▶ Objective
Render the material from its start through the line containing "x=686 y=289" as a JSON list of strings, one per line, with blank lines left out. Convert only that stretch, both ends included.

▶ Input material
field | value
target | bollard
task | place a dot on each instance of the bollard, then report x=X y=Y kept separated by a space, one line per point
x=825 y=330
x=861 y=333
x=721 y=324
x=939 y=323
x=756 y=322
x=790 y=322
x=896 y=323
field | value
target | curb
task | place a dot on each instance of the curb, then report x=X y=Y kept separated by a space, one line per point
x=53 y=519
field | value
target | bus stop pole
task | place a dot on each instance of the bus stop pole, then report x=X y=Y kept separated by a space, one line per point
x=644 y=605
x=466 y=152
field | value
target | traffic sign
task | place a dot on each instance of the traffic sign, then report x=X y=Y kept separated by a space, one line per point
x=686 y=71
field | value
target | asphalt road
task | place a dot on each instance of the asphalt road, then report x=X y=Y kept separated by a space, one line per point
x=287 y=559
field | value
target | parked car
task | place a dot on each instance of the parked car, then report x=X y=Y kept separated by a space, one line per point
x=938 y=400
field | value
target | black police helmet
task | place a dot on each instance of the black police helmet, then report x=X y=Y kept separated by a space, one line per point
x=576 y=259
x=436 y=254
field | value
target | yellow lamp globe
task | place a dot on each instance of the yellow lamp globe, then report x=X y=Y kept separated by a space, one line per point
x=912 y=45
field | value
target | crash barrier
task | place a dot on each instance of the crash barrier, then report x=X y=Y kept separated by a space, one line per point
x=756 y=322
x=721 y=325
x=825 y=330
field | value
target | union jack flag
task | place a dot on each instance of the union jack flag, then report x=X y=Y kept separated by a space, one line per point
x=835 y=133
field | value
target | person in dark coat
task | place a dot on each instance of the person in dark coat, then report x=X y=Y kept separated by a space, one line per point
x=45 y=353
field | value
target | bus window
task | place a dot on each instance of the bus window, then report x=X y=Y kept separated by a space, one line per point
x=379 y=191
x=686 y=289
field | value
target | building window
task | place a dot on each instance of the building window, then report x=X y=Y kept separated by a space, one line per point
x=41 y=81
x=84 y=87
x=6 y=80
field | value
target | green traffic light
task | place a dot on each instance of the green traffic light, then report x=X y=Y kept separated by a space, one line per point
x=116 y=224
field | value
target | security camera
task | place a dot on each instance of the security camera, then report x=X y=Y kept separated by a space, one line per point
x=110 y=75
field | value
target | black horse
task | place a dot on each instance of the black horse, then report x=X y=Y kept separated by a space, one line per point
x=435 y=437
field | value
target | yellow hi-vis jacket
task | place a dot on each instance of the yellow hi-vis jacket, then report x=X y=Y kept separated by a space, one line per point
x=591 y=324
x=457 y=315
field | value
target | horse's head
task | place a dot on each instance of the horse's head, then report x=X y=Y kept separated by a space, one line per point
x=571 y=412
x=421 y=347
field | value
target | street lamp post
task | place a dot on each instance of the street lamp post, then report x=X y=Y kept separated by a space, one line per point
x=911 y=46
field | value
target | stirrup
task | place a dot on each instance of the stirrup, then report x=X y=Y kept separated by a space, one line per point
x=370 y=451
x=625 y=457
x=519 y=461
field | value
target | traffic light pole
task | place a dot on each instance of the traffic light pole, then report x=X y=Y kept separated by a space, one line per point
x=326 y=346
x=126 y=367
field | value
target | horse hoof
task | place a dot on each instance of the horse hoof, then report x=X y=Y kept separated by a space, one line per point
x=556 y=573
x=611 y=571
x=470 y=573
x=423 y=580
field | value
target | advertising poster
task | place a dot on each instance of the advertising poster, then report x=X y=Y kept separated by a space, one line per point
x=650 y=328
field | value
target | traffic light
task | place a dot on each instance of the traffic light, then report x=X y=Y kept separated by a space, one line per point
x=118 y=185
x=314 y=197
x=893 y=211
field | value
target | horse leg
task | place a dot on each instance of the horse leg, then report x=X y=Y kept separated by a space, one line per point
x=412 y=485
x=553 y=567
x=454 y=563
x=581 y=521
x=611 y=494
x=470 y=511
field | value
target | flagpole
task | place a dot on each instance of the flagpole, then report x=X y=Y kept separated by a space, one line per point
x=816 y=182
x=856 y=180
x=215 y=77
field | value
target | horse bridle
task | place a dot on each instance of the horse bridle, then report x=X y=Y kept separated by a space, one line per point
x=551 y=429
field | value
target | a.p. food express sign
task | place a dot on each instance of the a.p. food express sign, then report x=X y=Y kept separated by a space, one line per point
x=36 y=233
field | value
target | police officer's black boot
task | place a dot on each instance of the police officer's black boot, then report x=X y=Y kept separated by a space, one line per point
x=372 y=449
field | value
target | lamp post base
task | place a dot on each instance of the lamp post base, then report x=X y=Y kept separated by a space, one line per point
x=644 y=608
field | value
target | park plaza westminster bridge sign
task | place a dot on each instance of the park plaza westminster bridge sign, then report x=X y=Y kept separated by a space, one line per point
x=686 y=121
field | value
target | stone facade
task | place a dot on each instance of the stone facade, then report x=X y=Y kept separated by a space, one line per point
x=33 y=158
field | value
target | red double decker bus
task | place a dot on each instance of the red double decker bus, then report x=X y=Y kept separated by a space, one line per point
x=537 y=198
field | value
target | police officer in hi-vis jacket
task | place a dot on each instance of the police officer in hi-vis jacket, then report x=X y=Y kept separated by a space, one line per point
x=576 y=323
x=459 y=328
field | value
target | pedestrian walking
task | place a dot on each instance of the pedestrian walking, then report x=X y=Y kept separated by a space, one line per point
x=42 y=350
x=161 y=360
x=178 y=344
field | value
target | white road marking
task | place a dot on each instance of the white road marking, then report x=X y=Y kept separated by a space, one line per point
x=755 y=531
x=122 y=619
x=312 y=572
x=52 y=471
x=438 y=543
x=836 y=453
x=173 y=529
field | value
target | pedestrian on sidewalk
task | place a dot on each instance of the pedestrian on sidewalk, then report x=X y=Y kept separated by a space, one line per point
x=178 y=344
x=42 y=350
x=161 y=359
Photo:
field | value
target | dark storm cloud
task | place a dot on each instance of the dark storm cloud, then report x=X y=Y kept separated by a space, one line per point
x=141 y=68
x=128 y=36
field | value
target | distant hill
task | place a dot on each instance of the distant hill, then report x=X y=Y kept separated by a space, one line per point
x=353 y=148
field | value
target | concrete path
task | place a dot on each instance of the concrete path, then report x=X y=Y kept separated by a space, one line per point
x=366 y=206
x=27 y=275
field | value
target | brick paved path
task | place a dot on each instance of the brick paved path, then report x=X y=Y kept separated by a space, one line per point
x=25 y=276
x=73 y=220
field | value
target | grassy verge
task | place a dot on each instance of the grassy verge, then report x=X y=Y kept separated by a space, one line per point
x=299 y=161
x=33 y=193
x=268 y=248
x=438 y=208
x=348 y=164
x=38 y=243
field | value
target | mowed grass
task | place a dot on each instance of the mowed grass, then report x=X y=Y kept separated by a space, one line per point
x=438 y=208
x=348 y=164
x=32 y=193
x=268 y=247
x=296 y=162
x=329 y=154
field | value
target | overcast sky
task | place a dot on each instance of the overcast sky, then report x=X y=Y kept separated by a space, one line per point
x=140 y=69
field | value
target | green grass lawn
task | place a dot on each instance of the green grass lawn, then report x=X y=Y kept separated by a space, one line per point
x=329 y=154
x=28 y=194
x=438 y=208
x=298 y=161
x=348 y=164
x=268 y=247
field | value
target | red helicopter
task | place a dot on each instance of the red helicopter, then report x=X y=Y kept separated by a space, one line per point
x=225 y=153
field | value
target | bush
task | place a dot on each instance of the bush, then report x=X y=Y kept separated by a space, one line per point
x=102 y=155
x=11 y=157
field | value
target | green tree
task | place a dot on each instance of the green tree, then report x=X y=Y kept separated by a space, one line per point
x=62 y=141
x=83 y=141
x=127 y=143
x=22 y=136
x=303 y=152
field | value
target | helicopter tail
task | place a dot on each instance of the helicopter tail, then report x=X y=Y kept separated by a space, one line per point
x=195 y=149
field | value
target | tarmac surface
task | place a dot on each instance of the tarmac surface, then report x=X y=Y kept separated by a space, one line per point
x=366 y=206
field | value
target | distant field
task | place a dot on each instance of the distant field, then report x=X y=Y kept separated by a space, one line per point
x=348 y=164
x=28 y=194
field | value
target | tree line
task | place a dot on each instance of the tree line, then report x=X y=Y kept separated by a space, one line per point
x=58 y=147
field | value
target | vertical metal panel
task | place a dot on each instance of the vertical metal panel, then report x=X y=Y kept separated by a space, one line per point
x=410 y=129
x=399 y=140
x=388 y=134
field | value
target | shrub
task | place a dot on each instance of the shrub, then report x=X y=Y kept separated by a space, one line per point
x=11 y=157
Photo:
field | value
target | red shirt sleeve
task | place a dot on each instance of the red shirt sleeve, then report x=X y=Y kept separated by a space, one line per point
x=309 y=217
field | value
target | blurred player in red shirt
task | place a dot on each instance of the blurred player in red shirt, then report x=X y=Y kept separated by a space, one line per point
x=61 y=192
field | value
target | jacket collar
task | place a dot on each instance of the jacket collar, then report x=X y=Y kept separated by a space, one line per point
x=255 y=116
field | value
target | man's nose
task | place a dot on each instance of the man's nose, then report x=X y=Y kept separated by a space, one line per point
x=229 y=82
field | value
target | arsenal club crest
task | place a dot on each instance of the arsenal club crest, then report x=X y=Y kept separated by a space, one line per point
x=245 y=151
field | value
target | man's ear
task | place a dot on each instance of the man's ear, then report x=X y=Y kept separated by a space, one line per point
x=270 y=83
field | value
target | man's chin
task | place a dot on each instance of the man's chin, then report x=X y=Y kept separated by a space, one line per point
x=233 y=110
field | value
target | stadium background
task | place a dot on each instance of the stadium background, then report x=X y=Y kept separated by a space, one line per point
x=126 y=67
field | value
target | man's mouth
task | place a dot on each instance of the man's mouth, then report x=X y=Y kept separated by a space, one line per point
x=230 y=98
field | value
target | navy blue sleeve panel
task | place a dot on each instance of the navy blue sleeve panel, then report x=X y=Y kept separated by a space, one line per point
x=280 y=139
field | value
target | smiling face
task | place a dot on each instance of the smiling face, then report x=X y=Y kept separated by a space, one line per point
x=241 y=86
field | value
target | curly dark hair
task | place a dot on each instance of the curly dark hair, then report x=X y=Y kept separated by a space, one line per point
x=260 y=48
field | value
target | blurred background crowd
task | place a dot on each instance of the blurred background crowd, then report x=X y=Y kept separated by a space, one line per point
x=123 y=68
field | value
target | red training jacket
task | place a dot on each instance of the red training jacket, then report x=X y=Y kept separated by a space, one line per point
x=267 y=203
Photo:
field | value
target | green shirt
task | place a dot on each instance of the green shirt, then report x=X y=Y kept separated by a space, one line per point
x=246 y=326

▶ Correct output
[
  "field | value",
  "target | bollard",
  "task | place a dot on each instance of the bollard, then report x=X y=Y kept separated by a space, one line per point",
  "x=825 y=330",
  "x=861 y=333",
  "x=721 y=324",
  "x=939 y=323",
  "x=756 y=322",
  "x=790 y=322",
  "x=896 y=323",
  "field | value",
  "target | curb",
  "task | place a dot on each instance of the curb, then report x=X y=Y kept separated by a space, one line per point",
  "x=53 y=519",
  "field | value",
  "target | bus stop pole",
  "task | place a dot on each instance of the bus stop pole, then report x=X y=Y kept separated by a space, one line per point",
  "x=644 y=605",
  "x=466 y=152",
  "field | value",
  "target | traffic sign",
  "task | place a dot on each instance of the traffic sign, then report x=X y=Y kept separated by a space, one line per point",
  "x=686 y=71",
  "field | value",
  "target | asphalt road",
  "task | place a dot on each instance of the asphalt road, then report x=X y=Y kept separated by a space, one line per point",
  "x=287 y=559",
  "field | value",
  "target | parked car",
  "task | place a dot on each instance of the parked car, then report x=X y=Y kept separated by a space, one line per point",
  "x=938 y=400",
  "field | value",
  "target | black police helmet",
  "task | place a dot on each instance of the black police helmet, then report x=X y=Y kept separated by a space, one line per point",
  "x=576 y=259",
  "x=436 y=254",
  "field | value",
  "target | yellow lamp globe",
  "task | place a dot on each instance of the yellow lamp globe, then report x=X y=Y kept separated by a space, one line per point",
  "x=912 y=45",
  "field | value",
  "target | crash barrier",
  "task | place a dot on each instance of the crash barrier, then report x=X y=Y kept separated by a space, one line per point",
  "x=756 y=322",
  "x=721 y=325",
  "x=825 y=330",
  "field | value",
  "target | union jack flag",
  "task | place a dot on each instance of the union jack flag, then report x=X y=Y kept separated by a space, one line per point",
  "x=835 y=133",
  "field | value",
  "target | person in dark coat",
  "task | place a dot on each instance of the person in dark coat, then report x=X y=Y kept separated by a space, one line per point",
  "x=45 y=353",
  "field | value",
  "target | bus window",
  "task | place a dot on each instance of the bus window, then report x=X y=Y kept separated by a space, one line per point",
  "x=379 y=191",
  "x=686 y=289"
]